Currently each driver must handle all formats it wants to support. This leads to duplicated parsing logic across drivers and makes it harder for driver authors who are not LLM specialists.

Proposed approach: Provide a set of format helpers (utility functions or lightweight mixins) in mcs-driver-core that normalize provider-specific tool-call representations into a common {"tool": ..., "arguments": ...} dict. A driver author can then call a single helper before executing the tool, instead of implementing format-specific parsing.

Key design constraints:

• The helpers are opt-in utilities, not part of the core MCSDriver interface. The contract stays format-agnostic.
• process_llm_response already accepts str | dict (v0.5). The helpers operate at the layer before the driver is called (client-side) or inside the driver (driver-side), depending on the integration style.
• The format decision is driven by the wire format, not the model name. A helper like normalize_openai_tool_call(delta) or normalize_anthropic_tool_use(block) makes the format explicit. There is no need for a model_name parameter on process_llm_response itself -- the format is what matters, not who produced it.
• Each SDK evaluates which provider formats to support and ships the appropriate helpers. The spec does not mandate specific providers.

Open question: Should these helpers live in mcs-driver-core (zero extra dependencies, string/dict only) or in a separate mcs-driver-llm-utils package that can depend on provider SDKs for type safety?

Runner Concept (for discussion)

The OpenAI Agents SDK introduces a "Runner" that encapsulates the entire LLM-tool execution loop: LLM call, tool-call detection, execution, history management, and iteration -- all in a single run(input) -> output call. The developer never writes the loop; the Runner does everything.

With MCS v0.5 and the messages field on DriverResponse, a similar convenience layer becomes trivially implementable:

class MCSRunner {
    driver: MCSDriver
    llm_client: LLMClient

    run(user_input: string) -> string {
        messages = [system_prompt, user_message]
        loop {
            llm_output = llm_client.chat(messages)

#### Exercise requirements
Copy from the design proposal the passage between "Currently each driver" and "contract stays format-agnostic.", inclusive. Use only the design proposal above as your source.

#### Records
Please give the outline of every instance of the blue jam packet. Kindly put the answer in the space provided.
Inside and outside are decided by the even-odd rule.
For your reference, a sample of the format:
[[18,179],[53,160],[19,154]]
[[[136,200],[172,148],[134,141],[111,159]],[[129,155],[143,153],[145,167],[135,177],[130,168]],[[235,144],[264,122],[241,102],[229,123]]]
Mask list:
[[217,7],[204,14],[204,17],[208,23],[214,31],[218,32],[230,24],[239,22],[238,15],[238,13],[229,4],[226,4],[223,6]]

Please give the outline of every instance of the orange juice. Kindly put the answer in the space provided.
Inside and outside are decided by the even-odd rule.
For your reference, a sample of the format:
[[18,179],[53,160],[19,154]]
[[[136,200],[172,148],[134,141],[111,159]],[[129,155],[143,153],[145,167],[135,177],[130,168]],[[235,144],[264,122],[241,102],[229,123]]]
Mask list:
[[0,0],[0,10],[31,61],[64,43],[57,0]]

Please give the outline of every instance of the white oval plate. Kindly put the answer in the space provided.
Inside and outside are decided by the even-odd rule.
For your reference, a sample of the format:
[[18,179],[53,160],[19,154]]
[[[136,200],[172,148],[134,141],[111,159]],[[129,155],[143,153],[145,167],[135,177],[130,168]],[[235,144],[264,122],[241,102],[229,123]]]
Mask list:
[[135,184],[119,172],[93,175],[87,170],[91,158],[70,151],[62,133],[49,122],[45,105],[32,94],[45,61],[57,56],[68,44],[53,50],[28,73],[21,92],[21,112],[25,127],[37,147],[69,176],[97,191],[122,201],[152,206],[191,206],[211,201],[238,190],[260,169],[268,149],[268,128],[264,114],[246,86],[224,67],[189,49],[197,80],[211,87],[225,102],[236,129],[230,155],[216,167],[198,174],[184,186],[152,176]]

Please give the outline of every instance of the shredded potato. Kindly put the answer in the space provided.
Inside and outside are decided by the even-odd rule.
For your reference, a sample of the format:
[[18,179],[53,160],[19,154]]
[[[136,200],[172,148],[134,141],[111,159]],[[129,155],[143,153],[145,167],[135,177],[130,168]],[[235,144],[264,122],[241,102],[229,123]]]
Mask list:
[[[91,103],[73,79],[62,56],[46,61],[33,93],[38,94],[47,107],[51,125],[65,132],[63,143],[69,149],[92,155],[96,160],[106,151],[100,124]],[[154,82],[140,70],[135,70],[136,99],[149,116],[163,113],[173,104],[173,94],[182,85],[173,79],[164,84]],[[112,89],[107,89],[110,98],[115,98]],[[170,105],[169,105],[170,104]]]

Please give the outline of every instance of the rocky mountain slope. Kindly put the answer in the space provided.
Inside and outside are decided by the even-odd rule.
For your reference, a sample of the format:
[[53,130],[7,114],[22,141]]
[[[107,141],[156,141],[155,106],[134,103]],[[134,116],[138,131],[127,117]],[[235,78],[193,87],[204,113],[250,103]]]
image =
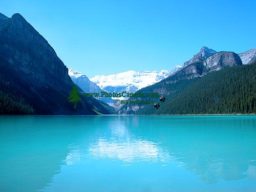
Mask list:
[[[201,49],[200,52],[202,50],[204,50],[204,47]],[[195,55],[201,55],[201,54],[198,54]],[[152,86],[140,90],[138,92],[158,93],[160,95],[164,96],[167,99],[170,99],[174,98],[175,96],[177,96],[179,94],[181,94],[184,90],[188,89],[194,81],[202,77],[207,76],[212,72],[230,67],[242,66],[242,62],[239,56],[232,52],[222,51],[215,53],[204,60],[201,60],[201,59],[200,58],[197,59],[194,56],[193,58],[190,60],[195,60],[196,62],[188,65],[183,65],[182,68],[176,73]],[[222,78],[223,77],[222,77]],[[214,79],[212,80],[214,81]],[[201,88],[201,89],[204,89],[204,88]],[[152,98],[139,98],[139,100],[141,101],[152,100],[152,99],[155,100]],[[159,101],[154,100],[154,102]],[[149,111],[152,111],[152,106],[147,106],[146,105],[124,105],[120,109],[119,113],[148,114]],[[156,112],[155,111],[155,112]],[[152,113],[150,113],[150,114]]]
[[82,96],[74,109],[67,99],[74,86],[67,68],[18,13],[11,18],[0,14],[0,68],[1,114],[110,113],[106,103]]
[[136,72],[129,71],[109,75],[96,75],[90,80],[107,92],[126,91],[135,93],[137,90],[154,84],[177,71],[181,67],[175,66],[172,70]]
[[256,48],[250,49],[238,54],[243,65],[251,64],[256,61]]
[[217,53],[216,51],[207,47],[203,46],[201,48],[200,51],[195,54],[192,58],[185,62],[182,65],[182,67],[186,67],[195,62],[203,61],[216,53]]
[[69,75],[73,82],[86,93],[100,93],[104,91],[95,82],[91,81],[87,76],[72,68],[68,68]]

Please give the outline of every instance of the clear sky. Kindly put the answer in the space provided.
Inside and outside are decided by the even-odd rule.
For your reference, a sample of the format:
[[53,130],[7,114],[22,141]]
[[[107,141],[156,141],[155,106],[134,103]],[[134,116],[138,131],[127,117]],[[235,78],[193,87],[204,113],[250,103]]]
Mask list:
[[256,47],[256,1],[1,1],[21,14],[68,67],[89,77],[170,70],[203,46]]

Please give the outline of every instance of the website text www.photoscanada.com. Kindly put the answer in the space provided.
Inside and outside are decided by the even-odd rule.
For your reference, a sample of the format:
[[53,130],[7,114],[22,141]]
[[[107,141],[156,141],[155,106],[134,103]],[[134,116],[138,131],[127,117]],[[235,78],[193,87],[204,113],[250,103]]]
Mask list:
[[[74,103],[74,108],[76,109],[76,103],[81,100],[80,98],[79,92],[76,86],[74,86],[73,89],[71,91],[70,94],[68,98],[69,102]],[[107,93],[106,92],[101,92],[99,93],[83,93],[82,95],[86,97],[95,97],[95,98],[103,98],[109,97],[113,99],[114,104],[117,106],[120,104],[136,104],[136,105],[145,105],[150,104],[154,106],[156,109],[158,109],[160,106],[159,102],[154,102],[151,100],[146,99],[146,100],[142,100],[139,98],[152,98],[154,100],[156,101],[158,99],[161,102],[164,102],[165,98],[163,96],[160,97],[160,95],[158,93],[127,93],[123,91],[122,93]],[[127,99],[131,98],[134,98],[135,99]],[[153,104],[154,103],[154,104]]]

* * *

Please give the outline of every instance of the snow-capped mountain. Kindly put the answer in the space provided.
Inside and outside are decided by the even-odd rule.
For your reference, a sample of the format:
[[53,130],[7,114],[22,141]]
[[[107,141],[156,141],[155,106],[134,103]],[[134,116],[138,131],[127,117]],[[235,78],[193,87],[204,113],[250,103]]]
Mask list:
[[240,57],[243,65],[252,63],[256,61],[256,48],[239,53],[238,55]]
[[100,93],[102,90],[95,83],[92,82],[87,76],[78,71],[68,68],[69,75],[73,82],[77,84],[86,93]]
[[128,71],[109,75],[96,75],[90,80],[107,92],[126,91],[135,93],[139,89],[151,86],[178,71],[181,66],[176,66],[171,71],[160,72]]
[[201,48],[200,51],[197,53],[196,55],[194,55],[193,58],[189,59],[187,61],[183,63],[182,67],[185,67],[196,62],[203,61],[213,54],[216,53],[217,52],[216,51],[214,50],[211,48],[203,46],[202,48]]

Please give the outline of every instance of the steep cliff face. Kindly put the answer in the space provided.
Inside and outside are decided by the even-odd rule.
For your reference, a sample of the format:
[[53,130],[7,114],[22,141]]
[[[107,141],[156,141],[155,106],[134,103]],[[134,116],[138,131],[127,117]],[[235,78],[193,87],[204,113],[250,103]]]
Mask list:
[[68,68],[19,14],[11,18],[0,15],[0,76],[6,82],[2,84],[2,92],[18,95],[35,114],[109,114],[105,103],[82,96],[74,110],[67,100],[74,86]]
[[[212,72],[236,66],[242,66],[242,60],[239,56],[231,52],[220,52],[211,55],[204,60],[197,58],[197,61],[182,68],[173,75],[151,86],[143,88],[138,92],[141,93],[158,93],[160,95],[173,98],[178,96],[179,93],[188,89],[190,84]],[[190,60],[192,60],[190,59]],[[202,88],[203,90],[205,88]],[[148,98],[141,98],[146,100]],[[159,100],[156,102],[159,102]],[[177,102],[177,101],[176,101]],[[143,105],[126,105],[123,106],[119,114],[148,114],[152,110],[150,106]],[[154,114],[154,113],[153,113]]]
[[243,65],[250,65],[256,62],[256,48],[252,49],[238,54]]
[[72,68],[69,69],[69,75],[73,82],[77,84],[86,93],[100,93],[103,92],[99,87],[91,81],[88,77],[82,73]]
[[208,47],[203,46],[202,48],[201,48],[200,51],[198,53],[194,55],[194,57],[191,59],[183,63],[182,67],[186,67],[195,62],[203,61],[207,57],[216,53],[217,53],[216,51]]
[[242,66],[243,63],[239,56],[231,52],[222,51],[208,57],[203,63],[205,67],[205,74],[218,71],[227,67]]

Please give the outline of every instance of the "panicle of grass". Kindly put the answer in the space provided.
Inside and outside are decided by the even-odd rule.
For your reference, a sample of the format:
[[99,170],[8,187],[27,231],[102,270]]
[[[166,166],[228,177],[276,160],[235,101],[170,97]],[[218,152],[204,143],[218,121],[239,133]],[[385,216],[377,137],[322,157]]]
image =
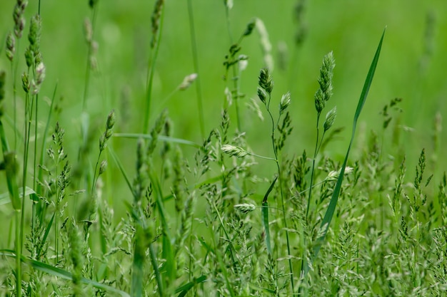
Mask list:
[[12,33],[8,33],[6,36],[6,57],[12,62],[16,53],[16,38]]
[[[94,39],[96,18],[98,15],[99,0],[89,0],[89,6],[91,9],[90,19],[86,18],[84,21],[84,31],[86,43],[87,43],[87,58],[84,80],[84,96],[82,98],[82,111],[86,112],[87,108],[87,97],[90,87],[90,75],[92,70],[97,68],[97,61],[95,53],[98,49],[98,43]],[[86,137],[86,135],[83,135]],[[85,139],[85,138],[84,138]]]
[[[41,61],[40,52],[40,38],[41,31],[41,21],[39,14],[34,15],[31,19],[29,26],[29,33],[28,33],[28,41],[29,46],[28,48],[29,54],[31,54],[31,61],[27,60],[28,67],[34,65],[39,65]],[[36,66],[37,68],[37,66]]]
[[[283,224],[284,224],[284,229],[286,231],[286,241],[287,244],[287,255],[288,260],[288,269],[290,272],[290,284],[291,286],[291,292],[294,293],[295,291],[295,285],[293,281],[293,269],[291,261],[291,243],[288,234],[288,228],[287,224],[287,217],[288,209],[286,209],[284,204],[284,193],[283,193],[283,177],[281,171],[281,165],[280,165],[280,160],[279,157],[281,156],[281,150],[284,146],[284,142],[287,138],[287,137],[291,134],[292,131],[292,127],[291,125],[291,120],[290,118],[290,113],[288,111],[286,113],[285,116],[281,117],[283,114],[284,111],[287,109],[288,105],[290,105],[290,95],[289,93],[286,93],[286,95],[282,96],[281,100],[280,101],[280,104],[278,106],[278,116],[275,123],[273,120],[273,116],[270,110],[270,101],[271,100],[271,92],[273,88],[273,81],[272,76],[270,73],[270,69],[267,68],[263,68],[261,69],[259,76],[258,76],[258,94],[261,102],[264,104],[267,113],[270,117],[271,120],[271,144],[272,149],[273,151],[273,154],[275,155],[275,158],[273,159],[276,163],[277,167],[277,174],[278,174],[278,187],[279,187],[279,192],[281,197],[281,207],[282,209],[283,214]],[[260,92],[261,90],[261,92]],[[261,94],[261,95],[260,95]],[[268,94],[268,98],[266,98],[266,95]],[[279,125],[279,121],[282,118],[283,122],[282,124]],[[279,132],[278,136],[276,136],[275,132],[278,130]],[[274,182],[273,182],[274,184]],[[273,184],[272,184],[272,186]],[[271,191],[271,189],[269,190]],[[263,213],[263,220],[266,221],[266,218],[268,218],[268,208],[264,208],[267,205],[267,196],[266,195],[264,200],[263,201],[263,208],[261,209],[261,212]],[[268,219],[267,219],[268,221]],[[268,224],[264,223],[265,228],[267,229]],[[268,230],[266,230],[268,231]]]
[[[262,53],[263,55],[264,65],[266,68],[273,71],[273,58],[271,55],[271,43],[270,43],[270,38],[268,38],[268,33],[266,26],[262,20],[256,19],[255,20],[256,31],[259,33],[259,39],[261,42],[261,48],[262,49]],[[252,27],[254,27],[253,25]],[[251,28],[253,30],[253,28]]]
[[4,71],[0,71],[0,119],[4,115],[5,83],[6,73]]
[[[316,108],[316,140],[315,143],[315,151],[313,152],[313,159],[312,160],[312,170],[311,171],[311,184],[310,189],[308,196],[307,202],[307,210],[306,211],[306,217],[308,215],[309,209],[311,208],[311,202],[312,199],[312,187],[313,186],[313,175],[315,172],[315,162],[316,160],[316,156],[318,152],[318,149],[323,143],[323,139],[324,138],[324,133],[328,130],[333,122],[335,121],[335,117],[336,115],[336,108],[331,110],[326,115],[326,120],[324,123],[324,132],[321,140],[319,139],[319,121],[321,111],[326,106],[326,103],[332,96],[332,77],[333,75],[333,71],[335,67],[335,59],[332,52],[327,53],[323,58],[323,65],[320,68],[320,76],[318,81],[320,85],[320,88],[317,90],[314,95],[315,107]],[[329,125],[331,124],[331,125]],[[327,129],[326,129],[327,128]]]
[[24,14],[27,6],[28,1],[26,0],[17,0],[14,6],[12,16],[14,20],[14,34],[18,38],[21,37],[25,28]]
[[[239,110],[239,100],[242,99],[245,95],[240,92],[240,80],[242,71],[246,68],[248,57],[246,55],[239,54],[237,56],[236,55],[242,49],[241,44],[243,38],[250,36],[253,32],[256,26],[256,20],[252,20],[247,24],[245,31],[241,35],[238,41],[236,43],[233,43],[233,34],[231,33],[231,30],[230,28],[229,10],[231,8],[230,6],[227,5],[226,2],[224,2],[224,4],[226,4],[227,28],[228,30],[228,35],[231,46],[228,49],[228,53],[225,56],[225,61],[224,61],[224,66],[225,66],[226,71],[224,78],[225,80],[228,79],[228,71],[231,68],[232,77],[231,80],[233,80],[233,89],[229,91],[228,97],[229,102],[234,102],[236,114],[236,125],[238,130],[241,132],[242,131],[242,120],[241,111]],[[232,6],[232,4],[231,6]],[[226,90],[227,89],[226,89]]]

#### Reply to the exercise
Currently each driver must handle all formats it wants to support. This leads to duplicated parsing logic across drivers and makes it harder for driver authors who are not LLM specialists.

Proposed approach: Provide a set of format helpers (utility functions or lightweight mixins) in mcs-driver-core that normalize provider-specific tool-call representations into a common {"tool": ..., "arguments": ...} dict. A driver author can then call a single helper before executing the tool, instead of implementing format-specific parsing.

Key design constraints:

• The helpers are opt-in utilities, not part of the core MCSDriver interface. The contract stays format-agnostic.